Data supplied
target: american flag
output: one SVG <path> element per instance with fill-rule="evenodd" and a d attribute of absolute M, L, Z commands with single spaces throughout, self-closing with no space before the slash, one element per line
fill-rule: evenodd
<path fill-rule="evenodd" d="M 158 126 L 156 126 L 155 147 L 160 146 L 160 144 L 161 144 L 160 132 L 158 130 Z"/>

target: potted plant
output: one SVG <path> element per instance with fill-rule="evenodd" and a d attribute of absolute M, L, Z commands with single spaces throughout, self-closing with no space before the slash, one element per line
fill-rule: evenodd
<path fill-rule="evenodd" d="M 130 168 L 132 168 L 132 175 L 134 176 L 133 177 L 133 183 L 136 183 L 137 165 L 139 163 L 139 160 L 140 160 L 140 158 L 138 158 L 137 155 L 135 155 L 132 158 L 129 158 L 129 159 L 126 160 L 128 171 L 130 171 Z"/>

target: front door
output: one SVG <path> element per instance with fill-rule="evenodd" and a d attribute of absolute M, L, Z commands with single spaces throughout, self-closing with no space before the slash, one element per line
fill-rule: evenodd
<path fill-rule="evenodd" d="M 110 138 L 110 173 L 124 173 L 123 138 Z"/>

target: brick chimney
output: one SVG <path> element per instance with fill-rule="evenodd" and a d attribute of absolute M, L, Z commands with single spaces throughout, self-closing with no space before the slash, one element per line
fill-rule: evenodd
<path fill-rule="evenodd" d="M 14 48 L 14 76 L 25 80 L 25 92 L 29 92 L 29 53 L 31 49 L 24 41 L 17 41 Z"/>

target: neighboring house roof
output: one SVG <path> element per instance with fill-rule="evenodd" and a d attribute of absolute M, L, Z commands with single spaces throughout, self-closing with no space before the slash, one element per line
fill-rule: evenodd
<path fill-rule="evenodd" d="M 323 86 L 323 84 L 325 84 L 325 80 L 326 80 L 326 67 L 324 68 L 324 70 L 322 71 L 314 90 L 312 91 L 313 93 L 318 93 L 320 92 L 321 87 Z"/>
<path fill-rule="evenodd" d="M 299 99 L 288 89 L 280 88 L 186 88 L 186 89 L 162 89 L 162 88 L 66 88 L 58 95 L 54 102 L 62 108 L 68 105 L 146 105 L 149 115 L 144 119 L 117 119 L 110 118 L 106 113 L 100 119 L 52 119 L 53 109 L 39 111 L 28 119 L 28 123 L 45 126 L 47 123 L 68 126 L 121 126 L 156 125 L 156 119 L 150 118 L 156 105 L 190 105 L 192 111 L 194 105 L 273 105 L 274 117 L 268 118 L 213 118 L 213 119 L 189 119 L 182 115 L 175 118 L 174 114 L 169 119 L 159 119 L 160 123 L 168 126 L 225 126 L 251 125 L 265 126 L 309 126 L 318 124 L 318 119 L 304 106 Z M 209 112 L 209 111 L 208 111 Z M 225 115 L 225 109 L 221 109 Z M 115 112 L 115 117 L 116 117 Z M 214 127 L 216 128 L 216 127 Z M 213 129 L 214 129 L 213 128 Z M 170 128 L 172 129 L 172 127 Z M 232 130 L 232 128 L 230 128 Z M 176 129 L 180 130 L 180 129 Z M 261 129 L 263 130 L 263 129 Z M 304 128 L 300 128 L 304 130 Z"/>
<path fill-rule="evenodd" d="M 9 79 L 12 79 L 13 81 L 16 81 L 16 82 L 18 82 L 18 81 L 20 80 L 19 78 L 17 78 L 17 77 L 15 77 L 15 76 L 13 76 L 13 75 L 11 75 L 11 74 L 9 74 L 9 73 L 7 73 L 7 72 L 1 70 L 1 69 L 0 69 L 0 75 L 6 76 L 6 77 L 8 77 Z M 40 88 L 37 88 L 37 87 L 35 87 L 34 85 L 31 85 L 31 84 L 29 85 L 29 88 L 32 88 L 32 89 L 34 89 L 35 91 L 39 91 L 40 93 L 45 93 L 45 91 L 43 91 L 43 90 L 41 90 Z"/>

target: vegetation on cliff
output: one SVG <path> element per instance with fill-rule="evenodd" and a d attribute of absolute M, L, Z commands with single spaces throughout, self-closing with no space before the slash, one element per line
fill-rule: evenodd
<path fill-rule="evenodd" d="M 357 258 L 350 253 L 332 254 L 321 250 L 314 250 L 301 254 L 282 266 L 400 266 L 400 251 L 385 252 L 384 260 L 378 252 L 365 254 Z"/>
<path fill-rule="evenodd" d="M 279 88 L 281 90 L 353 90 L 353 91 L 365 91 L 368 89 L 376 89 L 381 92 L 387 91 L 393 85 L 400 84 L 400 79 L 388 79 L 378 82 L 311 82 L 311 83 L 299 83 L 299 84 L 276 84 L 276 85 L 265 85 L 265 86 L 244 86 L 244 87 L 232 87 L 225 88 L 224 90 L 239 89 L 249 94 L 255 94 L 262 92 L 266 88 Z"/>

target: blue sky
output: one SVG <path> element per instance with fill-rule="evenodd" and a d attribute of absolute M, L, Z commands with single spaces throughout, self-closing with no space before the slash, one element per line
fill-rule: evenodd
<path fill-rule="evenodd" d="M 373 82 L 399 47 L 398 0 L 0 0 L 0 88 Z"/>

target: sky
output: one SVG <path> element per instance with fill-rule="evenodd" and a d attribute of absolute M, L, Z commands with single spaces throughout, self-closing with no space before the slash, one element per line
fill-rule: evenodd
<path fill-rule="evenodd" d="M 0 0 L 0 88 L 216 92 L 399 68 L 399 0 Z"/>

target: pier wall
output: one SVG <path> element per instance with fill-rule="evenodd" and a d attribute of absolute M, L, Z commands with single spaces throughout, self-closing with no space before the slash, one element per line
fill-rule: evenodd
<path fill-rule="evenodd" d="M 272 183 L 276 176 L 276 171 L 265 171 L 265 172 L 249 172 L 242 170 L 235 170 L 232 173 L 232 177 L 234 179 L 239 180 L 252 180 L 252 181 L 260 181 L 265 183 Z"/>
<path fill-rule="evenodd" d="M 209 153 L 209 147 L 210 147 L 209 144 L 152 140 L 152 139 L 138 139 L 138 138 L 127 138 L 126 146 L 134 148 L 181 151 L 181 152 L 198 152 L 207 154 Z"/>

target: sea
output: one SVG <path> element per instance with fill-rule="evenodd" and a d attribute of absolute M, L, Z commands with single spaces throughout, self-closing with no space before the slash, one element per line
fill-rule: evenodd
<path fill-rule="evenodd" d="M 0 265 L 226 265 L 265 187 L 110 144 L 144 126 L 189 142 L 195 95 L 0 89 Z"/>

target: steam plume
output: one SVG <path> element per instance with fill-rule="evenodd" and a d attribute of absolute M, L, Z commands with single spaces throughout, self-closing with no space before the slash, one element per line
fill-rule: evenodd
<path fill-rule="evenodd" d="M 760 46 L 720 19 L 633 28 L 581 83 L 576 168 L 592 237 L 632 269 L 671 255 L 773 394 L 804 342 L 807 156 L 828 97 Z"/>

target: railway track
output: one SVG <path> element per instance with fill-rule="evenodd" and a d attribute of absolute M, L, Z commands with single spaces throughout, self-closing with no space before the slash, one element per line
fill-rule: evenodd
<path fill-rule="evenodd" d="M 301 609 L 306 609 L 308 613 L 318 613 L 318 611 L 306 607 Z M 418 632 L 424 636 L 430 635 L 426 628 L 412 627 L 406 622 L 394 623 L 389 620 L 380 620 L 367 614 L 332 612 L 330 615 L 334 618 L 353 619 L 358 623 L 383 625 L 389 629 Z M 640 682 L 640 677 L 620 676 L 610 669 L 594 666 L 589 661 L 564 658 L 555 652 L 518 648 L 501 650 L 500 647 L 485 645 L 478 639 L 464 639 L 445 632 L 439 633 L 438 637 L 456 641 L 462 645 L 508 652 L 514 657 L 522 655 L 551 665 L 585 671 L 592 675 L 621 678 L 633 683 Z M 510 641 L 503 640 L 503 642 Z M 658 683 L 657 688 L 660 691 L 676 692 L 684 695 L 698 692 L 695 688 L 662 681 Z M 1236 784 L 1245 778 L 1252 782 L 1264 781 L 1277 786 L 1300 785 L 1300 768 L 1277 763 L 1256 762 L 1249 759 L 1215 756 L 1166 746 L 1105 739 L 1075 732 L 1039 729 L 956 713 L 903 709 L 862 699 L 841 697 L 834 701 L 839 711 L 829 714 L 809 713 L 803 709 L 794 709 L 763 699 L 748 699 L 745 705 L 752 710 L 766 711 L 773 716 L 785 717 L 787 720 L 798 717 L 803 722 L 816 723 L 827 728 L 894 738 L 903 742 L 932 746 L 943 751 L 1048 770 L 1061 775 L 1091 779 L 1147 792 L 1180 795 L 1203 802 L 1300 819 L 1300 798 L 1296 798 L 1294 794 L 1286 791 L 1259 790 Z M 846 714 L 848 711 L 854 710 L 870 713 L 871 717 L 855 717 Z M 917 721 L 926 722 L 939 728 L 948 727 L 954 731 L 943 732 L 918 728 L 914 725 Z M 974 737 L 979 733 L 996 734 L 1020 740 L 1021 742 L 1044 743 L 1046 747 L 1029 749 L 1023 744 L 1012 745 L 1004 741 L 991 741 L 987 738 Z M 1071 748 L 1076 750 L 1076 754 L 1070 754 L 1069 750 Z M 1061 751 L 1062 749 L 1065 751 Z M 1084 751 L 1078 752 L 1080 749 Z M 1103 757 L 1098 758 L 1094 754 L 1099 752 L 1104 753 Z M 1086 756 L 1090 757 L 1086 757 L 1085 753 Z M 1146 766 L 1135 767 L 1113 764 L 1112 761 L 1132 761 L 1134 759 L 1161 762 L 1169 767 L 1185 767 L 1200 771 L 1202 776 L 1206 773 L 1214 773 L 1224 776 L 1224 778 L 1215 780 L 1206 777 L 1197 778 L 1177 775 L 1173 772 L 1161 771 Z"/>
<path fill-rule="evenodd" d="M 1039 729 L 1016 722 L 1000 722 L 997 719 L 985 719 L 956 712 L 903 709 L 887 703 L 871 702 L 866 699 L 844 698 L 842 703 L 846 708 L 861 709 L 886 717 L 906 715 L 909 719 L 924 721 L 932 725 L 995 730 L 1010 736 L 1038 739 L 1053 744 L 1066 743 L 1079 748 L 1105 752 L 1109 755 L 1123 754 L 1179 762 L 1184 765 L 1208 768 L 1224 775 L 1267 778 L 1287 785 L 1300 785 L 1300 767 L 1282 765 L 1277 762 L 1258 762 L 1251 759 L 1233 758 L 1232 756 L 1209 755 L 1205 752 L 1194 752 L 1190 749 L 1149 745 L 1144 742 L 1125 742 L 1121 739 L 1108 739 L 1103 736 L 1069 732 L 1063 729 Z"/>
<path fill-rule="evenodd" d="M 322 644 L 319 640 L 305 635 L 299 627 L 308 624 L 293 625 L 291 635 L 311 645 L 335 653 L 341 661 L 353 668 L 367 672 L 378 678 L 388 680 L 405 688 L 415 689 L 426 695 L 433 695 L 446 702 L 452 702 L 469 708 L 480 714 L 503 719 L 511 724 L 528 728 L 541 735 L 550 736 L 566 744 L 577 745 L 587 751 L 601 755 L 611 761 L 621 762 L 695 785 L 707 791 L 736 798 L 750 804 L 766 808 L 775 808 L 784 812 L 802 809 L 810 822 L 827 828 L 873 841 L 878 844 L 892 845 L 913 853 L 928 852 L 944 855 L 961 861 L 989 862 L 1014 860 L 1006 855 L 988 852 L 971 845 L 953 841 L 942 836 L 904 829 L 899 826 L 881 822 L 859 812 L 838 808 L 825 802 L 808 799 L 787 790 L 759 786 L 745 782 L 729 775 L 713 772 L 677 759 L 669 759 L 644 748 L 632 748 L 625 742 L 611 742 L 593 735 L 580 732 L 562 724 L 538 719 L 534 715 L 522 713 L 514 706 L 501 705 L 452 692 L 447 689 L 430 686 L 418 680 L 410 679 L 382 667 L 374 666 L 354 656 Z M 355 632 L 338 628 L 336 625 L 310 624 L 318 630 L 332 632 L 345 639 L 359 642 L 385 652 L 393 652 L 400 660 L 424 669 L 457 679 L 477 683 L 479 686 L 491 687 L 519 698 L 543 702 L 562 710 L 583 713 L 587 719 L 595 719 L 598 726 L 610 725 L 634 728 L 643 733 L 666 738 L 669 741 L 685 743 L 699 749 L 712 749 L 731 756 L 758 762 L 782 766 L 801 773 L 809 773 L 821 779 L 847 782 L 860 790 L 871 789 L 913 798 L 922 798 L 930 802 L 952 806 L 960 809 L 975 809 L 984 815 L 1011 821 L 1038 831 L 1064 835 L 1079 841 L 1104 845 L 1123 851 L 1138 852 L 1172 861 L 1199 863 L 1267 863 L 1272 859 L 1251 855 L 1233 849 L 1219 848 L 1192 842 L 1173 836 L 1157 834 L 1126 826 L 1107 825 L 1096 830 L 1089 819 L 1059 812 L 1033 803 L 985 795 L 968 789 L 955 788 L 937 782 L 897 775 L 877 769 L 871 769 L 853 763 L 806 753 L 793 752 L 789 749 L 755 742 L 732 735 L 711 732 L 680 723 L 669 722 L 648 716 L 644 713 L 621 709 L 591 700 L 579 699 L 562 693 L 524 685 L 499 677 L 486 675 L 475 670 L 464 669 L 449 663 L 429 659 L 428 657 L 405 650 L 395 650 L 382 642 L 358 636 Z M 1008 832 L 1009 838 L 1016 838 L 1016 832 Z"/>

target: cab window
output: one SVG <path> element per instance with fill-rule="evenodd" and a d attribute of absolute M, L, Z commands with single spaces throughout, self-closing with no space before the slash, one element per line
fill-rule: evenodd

Your task
Nothing outside this range should appear: the lines from the start of the listing through the line with "target: potted plant", each reproduced exactly, both ends included.

Written response
target: american flag
output: one SVG <path> element per instance with fill-rule="evenodd" and a d attribute of absolute M, L, Z commands with single spaces throughout, self-closing with no space before the slash, one element per line
fill-rule: evenodd
<path fill-rule="evenodd" d="M 158 126 L 156 126 L 155 147 L 160 146 L 160 144 L 161 144 L 160 132 L 158 130 Z"/>

target: potted plant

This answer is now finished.